### Data to process
==============================
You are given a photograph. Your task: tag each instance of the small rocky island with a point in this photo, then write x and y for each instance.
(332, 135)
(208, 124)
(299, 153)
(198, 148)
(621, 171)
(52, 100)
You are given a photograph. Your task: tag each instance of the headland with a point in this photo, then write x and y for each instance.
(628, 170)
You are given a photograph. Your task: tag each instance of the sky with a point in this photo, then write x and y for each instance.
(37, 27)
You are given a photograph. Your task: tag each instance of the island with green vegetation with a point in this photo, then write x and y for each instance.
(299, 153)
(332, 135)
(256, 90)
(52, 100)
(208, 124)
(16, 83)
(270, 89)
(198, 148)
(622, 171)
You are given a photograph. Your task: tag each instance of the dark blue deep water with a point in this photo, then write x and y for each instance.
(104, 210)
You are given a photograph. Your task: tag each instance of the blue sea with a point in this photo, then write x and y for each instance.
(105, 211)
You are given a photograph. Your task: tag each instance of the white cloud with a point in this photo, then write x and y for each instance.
==============================
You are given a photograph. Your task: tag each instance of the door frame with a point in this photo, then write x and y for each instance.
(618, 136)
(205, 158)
==============================
### Written request
Find each line in the listing above that contains the word "blue", and copy every one of those lines.

### Solved exercise
You are given a photograph. Your task: tag each instance of the dark blue deep water with a point in this photo, then write x and y for each instance.
You are given a photograph. Your task: tag each instance of the blue sea with a point in this photo, then write x and y for each instance.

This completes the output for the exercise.